THE PROBLEM
Render the material below as a numbered list, omitting blank lines and leaving out the pictures.

INPUT MATERIAL
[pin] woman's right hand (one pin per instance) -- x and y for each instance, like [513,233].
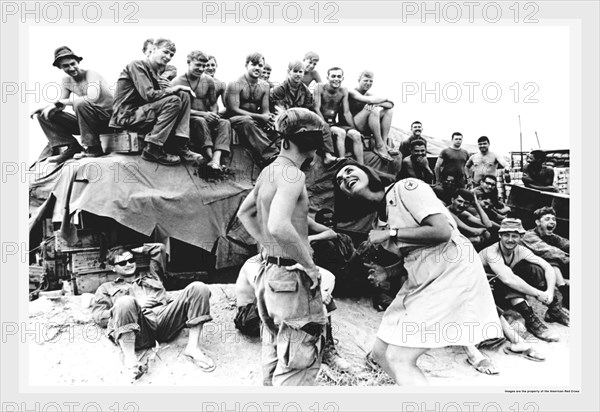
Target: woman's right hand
[377,236]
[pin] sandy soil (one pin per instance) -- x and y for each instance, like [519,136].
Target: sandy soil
[69,349]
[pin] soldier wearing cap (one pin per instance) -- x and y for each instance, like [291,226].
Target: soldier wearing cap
[287,289]
[517,274]
[90,97]
[143,104]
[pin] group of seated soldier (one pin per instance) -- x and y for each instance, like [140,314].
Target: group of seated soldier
[180,117]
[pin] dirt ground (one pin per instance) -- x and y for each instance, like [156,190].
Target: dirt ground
[69,349]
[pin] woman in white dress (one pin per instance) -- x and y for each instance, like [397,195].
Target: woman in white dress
[446,299]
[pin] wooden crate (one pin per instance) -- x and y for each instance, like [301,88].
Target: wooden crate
[90,282]
[121,142]
[86,241]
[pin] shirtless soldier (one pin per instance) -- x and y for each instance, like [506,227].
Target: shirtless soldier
[247,103]
[287,288]
[331,102]
[220,86]
[372,114]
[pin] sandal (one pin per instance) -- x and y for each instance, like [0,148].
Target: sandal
[485,366]
[214,166]
[529,354]
[136,371]
[371,363]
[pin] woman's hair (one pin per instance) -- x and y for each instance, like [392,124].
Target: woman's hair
[348,209]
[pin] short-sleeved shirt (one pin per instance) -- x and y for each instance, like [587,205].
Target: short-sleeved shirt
[454,161]
[492,254]
[408,203]
[204,88]
[485,164]
[138,84]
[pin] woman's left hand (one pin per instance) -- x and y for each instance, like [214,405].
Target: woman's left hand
[377,236]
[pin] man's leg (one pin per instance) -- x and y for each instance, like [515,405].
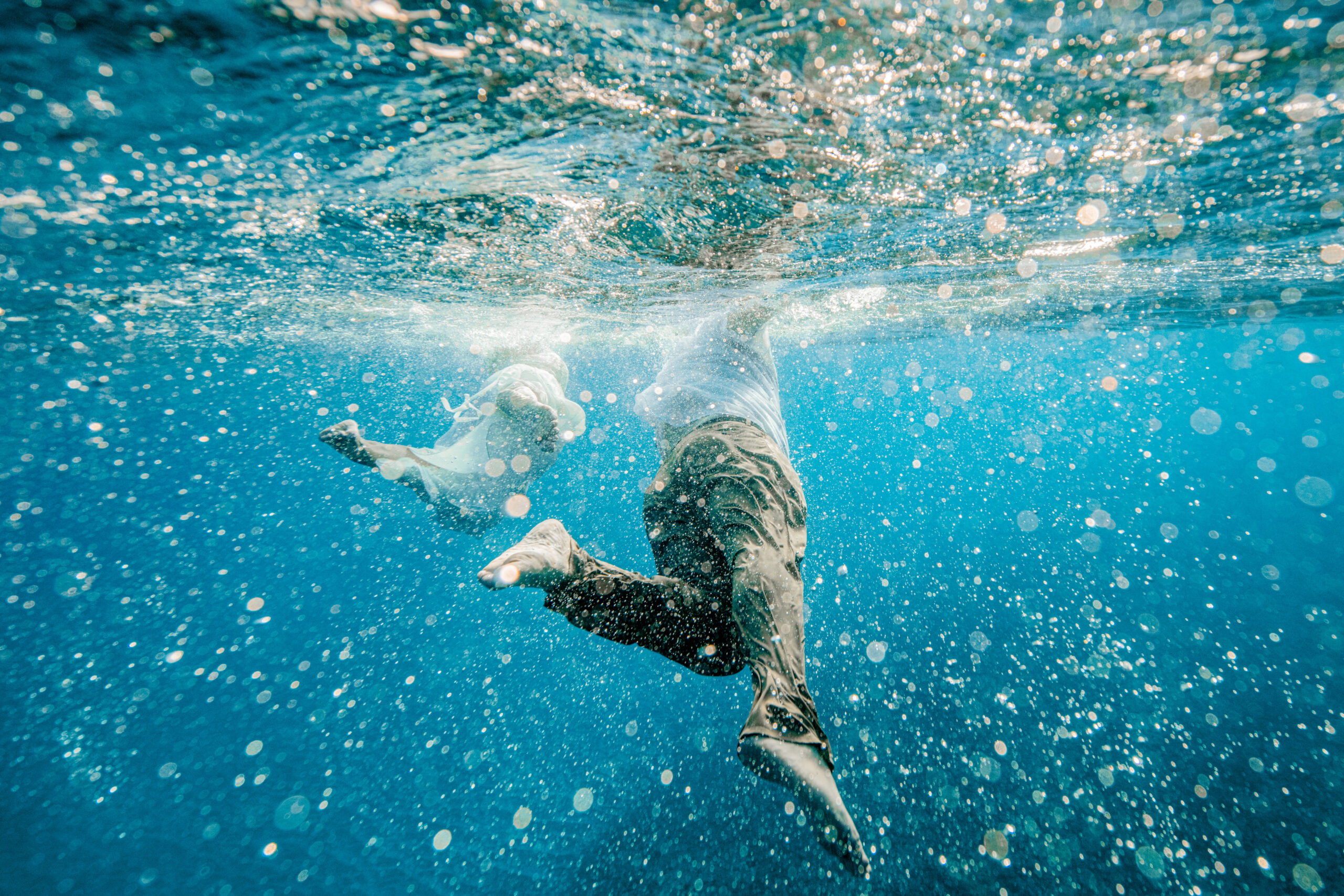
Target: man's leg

REPLY
1. [pin] woman's right hand (one pin per instance) -- x and y for each instance, like [513,233].
2. Target: woman's right hand
3. [377,236]
4. [pin] sandy soil (one pin per instance) -- x and y for each instance, like [519,136].
5. Target: sandy soil
6. [69,349]
7. [pin] soldier wearing cap (one pin per instance) -- x and y for each instance, like [291,226].
8. Target: soldier wearing cap
9. [287,289]
10. [517,274]
11. [90,97]
12. [143,104]
13. [pin] group of seated soldier (one pin per instance) -- x and y for each instance, like [140,314].
14. Target: group of seated soldier
15. [180,117]
16. [pin] dirt ground (one pin per instance) -- x and y for each instance, like [156,190].
17. Target: dirt ground
18. [69,349]
19. [pin] woman in white dress (one pin per instance) -- x and y for each instance, like [397,195].
20. Target: woman in white dress
21. [446,299]
22. [pin] wooden crate (one pin per instance) -- x and y for each instance, like [301,88].
23. Target: wooden crate
24. [90,282]
25. [121,142]
26. [86,241]
27. [pin] shirtless soldier (one pin per instance) -- x and y for each instance, like [506,227].
28. Target: shirtless soldier
29. [247,103]
30. [287,288]
31. [331,102]
32. [220,86]
33. [372,114]
34. [pin] sandal (one pin per instance) -- x and y for each instance, like [0,148].
35. Target: sandal
36. [485,366]
37. [214,166]
38. [529,354]
39. [136,371]
40. [371,363]
41. [pin] woman's hair (one pin per instance) -- x and y for each instance, like [392,124].
42. Target: woman's hair
43. [348,209]
44. [pin] short-sleeved shirt (one pin per instance) -- x and y for each instance, like [587,205].
45. Target: short-sleeved shirt
46. [454,161]
47. [492,254]
48. [408,203]
49. [204,88]
50. [485,164]
51. [138,84]
52. [pin] woman's left hand (one pin per instance) -- x and y for each instance, like [214,405].
53. Target: woman's left hand
54. [377,236]
55. [pin] man's leg (one pin per instance) -- x and y for each instance, like [515,405].
56. Target: man's leg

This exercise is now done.